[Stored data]
+--
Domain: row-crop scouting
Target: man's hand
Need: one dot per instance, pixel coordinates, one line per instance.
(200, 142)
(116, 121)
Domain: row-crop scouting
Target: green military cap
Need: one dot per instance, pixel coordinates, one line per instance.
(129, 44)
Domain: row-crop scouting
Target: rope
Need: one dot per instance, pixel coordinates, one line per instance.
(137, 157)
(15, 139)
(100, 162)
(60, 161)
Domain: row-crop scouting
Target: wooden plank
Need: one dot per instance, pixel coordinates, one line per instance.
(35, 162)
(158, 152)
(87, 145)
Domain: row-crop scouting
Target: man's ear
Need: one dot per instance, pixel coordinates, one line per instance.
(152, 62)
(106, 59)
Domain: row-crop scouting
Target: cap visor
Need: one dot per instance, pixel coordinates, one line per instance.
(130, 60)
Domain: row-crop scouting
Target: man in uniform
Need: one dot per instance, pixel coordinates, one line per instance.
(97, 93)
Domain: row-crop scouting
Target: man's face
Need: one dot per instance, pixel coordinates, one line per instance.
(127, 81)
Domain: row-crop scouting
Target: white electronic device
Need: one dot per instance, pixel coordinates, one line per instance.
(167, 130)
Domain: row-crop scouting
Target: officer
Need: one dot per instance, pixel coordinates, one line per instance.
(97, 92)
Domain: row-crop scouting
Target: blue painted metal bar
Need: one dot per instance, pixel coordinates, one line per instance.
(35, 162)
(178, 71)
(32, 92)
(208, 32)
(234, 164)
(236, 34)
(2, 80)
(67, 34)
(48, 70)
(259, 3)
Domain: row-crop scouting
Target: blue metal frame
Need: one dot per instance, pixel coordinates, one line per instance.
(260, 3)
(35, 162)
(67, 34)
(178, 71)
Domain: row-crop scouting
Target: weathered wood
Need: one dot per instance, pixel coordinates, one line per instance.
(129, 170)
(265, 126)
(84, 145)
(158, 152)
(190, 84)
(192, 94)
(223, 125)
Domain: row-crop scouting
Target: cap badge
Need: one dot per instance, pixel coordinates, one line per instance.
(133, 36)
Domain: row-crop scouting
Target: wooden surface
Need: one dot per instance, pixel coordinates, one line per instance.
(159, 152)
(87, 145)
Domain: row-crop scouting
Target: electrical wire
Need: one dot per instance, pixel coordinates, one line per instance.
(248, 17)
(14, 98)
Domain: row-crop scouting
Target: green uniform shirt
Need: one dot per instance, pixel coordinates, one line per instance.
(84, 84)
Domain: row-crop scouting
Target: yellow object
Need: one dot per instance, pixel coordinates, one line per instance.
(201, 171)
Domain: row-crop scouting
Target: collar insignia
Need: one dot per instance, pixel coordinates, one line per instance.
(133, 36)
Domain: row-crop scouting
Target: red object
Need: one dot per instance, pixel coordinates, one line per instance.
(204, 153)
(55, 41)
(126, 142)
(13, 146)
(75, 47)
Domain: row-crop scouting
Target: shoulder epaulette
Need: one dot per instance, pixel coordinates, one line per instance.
+--
#### WORK TO DO
Print all of the entries exactly as they are written.

#### THE COMPLETED TASK
Domain: row-crop scouting
Target: man's hand
Need: one dot per instance, pixel coordinates, one line per instance.
(200, 142)
(116, 121)
Domain: row-crop scouting
Target: green military cap
Need: one dot per instance, pixel coordinates, one line per instance.
(129, 44)
Domain: row-crop scouting
Target: rope
Need: one dot per instance, pixel coordinates, one line per instance.
(137, 157)
(15, 139)
(100, 162)
(60, 161)
Domain: row-crop scouting
Target: wooden plank
Need: one dot per instance, pixel coordinates, one line per instance.
(35, 162)
(158, 152)
(87, 145)
Domain: row-crop scouting
Target: man's ear
Need: one dot per instance, pixel coordinates, one line per instance.
(152, 62)
(106, 59)
Domain: row-crop scouting
Target: cap visor
Need: one dot per instance, pixel coordinates, one line per instance.
(130, 60)
Domain: row-crop scouting
Target: man in uniform
Need: one dot per instance, pixel coordinates, one line per instance.
(97, 93)
Domain: row-crop scouting
Target: man's face
Need: one dot per instance, pixel coordinates, one line per instance.
(127, 81)
Domain: row-crop scouting
Target: white electronic device
Need: one dot per instance, pixel coordinates, one line per instance.
(167, 130)
Domain: row-crop scouting
Target: officer
Need: one dot per instance, pixel coordinates, one line per instance.
(97, 92)
Domain: row-crop scouting
Target: blue painted metal bar
Need: one dot per instance, pixel coordinates, one line per instance.
(35, 162)
(178, 71)
(32, 92)
(208, 32)
(234, 164)
(236, 34)
(2, 80)
(67, 34)
(48, 70)
(259, 3)
Domain: row-crop scouting
Target: blue metal frame
Need: one dot per instance, pixel coordinates, one line per instance.
(260, 3)
(35, 162)
(67, 34)
(178, 71)
Domain: row-crop scouting
Target: weathered wood
Need: one dot per instance, pixel coordinates, one line per instance.
(129, 170)
(265, 126)
(84, 145)
(158, 152)
(190, 84)
(192, 94)
(223, 125)
Domain: row-crop scouting
Target: cap badge
Need: one dot per instance, pixel coordinates, one line per instance.
(133, 36)
Domain: row-crop scouting
Target: wooden surface
Need: one dot per instance, pixel coordinates, one line per instance.
(159, 152)
(87, 145)
Domain: row-crop scouting
Target: electrical wire
Need: one dot per instance, pixel coordinates, one line per instance.
(248, 17)
(14, 98)
Domain: row-crop scouting
Target: green uniform shirt
Need: one dot per instance, pixel coordinates, one line per instance.
(84, 84)
Domain: row-crop scouting
Target: yellow object
Need: one dot per instance, pixel coordinates, one line per instance.
(201, 171)
Domain: row-crop scouting
Target: collar insignia
Need: one dot per instance, pixel coordinates, one line per instance.
(133, 36)
Domain: row-crop scouting
Target: red object
Need: one dot per instance, pixel coordinates, one line per instance.
(204, 153)
(55, 41)
(126, 142)
(13, 146)
(75, 47)
Domain: row-crop scouting
Target: shoulder epaulette
Need: one dot per instance, pixel coordinates, one line per instance.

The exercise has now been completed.